§ AIM OF THE TASK
Reproduce word for word the stretch of rows below from the line containing "Shelf-audit tool: tag the paved road" through the end of the rows.
— Begin GIVEN RECORDS —
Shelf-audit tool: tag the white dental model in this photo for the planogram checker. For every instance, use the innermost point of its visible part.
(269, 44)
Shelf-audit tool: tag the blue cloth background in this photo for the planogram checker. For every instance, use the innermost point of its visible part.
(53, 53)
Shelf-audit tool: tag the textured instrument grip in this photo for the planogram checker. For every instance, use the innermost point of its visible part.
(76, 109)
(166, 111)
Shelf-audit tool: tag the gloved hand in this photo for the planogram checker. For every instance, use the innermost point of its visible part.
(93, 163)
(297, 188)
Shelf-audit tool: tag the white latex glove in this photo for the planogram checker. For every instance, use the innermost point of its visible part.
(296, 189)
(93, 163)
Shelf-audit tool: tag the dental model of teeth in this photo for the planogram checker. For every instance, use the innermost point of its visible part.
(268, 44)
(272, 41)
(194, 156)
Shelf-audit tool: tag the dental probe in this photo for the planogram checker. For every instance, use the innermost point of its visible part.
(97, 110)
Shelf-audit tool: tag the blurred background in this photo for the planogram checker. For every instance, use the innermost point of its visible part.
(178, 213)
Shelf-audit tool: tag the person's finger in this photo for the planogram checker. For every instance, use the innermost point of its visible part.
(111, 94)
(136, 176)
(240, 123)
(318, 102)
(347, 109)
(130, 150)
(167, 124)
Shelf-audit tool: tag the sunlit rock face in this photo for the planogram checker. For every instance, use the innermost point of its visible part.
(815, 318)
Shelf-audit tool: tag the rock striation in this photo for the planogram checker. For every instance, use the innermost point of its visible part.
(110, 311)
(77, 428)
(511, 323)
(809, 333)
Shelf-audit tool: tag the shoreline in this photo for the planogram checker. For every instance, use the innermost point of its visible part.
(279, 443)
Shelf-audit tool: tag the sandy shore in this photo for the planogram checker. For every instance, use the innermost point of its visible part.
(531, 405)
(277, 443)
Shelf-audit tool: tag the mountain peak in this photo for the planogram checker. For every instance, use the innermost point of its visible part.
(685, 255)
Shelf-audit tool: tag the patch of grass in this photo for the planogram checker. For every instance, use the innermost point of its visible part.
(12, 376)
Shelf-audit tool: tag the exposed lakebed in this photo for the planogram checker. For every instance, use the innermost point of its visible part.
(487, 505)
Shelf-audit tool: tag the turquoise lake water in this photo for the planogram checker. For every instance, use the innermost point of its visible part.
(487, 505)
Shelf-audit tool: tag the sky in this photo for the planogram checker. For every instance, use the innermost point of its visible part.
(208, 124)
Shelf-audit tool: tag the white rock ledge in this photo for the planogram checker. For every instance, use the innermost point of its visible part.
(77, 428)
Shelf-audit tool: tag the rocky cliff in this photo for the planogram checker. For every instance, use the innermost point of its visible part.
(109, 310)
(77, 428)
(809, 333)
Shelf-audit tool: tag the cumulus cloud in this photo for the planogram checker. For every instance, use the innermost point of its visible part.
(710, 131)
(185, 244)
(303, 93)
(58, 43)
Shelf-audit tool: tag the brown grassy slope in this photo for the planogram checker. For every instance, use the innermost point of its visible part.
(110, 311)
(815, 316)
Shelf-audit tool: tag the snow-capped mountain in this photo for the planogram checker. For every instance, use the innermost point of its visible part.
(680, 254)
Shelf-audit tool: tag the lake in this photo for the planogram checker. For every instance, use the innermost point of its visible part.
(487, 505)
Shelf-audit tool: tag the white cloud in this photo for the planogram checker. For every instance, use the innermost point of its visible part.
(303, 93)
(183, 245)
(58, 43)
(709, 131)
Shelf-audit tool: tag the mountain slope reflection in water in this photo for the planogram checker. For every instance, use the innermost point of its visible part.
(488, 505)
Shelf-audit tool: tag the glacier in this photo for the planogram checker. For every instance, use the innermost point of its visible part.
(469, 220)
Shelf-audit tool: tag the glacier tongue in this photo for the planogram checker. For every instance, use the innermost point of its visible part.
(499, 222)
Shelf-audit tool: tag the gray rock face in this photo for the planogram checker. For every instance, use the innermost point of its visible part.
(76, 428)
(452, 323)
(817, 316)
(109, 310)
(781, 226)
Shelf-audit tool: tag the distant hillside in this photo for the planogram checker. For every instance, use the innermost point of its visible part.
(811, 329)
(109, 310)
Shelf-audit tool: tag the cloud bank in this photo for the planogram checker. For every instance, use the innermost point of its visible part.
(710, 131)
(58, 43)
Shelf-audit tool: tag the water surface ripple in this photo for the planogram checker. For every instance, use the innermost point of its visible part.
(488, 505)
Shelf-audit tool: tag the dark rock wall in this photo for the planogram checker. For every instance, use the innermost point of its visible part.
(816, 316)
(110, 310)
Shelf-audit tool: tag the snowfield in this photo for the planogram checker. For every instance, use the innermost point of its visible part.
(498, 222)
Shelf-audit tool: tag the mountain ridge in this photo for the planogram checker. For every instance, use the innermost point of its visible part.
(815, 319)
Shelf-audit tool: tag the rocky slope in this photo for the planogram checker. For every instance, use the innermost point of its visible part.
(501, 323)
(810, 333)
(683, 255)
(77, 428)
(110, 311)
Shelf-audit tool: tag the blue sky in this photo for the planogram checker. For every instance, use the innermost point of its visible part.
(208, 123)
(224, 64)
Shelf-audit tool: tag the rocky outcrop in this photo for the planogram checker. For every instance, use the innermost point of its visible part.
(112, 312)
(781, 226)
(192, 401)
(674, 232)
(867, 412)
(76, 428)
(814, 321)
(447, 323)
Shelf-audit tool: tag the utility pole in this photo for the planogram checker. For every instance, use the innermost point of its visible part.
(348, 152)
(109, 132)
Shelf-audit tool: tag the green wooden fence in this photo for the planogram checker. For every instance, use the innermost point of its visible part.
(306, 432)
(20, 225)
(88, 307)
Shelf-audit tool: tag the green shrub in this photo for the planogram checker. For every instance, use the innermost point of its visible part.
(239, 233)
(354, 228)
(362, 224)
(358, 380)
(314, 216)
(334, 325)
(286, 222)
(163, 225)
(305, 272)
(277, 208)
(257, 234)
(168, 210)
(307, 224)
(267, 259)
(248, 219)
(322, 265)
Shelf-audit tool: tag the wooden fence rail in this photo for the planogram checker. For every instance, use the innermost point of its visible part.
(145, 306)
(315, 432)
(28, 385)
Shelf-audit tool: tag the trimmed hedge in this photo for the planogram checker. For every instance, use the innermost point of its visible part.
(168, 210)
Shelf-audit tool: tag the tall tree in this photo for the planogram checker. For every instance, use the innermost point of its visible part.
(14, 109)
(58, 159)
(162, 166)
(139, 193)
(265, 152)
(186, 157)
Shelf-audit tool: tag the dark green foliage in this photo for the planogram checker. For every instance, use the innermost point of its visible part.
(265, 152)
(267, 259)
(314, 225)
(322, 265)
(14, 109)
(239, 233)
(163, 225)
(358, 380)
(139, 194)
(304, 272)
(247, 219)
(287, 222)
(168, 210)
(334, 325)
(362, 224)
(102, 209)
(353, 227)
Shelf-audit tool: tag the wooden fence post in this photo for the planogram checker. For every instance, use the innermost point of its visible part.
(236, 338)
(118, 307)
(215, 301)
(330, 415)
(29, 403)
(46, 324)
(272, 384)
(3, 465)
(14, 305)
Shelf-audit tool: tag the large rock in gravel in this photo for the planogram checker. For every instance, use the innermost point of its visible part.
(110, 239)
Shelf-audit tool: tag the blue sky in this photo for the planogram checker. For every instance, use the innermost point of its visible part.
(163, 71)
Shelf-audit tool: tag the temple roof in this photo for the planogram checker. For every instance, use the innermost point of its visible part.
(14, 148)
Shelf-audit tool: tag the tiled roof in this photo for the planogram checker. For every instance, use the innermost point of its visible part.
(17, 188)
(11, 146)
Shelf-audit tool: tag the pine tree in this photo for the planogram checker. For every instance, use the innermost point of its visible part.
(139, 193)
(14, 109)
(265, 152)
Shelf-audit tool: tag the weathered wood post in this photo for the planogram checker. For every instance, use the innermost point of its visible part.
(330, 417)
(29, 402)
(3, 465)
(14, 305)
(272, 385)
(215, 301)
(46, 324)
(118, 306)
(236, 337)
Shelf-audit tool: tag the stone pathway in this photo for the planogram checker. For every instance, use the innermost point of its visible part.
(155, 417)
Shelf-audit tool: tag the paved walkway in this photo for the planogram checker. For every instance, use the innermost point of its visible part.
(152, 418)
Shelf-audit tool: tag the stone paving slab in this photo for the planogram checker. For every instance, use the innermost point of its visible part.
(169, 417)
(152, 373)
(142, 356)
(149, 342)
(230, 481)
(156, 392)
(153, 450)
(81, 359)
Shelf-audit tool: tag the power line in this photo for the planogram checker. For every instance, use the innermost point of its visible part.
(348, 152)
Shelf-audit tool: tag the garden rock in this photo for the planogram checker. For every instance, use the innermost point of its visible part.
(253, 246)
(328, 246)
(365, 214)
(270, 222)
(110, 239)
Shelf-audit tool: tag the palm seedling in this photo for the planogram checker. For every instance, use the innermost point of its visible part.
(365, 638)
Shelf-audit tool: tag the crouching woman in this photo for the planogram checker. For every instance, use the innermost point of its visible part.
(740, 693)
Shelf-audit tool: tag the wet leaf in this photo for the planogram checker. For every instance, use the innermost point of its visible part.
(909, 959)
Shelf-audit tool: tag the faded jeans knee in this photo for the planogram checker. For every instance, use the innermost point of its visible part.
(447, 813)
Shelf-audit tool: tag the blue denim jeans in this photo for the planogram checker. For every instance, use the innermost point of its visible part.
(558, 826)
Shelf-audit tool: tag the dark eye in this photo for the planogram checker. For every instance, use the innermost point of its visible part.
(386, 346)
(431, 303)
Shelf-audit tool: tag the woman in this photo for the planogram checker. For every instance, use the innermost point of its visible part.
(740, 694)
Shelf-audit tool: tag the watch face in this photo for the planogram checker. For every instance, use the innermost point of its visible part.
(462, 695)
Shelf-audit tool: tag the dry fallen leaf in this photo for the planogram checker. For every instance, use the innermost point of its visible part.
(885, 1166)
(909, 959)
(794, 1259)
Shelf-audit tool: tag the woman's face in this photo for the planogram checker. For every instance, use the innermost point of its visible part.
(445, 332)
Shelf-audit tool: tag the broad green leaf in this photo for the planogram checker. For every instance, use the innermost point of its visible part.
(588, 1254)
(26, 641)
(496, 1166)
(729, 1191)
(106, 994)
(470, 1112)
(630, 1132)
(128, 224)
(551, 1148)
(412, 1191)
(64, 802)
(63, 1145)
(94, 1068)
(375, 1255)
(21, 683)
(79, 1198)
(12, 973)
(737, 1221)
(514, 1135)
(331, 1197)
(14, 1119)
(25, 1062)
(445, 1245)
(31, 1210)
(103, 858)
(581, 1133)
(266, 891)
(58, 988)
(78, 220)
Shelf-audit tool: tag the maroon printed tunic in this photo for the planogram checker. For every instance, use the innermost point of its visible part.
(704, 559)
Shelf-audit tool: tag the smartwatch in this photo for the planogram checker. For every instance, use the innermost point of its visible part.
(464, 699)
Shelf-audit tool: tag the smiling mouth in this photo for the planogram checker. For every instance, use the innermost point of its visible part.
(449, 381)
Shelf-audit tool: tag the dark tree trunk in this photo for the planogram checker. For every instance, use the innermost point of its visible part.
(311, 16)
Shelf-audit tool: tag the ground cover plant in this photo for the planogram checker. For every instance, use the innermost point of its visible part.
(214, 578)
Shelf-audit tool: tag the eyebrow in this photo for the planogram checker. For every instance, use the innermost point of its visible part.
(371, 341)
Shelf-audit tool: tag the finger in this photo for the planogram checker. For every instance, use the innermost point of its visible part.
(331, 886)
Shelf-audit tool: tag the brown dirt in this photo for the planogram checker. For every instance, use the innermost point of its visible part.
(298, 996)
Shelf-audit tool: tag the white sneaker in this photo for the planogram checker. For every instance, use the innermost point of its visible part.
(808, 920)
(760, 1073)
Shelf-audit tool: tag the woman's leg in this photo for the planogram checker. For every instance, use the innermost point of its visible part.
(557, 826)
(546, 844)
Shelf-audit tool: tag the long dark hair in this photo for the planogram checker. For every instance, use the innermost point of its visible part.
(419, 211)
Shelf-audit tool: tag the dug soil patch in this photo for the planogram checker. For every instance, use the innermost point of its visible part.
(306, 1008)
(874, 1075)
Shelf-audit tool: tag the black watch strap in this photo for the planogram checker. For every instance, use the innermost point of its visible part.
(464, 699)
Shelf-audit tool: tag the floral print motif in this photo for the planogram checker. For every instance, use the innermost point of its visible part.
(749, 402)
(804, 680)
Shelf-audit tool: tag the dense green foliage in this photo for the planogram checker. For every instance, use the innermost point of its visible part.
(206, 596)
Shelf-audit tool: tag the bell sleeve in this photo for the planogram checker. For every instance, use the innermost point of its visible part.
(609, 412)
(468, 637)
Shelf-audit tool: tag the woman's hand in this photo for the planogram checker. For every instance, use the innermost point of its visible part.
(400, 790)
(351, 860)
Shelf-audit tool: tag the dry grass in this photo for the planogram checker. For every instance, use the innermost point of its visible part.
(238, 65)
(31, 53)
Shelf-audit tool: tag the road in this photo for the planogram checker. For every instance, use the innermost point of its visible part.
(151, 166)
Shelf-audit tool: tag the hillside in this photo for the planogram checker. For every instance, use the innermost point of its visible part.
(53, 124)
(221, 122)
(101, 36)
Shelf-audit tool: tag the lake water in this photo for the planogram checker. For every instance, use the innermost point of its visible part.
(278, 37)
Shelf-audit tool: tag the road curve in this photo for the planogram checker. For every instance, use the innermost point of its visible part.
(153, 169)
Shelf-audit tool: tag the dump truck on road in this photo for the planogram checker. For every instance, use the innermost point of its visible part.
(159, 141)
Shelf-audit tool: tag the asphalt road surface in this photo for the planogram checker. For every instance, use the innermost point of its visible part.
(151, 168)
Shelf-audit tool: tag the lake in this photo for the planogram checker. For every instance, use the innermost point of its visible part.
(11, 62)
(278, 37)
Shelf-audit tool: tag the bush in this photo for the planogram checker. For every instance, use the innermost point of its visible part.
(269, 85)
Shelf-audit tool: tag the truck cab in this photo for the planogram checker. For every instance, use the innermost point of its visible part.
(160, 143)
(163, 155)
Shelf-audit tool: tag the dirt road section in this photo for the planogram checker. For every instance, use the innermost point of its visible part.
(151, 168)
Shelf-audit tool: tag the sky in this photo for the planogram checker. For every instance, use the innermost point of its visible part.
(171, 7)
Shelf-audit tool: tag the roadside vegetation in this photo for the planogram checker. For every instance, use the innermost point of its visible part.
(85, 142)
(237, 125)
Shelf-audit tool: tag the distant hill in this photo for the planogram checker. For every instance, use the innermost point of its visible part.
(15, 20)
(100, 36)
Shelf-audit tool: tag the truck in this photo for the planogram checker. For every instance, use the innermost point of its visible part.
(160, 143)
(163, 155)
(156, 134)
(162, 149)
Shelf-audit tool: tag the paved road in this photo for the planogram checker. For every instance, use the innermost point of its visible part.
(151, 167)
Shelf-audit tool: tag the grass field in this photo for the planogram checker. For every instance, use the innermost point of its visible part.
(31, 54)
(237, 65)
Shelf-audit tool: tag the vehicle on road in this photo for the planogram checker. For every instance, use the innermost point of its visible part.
— End GIVEN RECORDS —
§ FINAL RESULT
Shelf-audit tool: tag the paved road in this photo for the planogram checker. For every instance, use the innermost point of its visible part.
(151, 167)
Shelf-audit tool: tag the grass field in this photo for the planogram checker. For every instance, use the innermost point of its visible part.
(31, 54)
(237, 65)
Shelf-audit tool: tag the vehicle on road in this photo for the planogram checker. For every instance, use the innermost point of its visible part.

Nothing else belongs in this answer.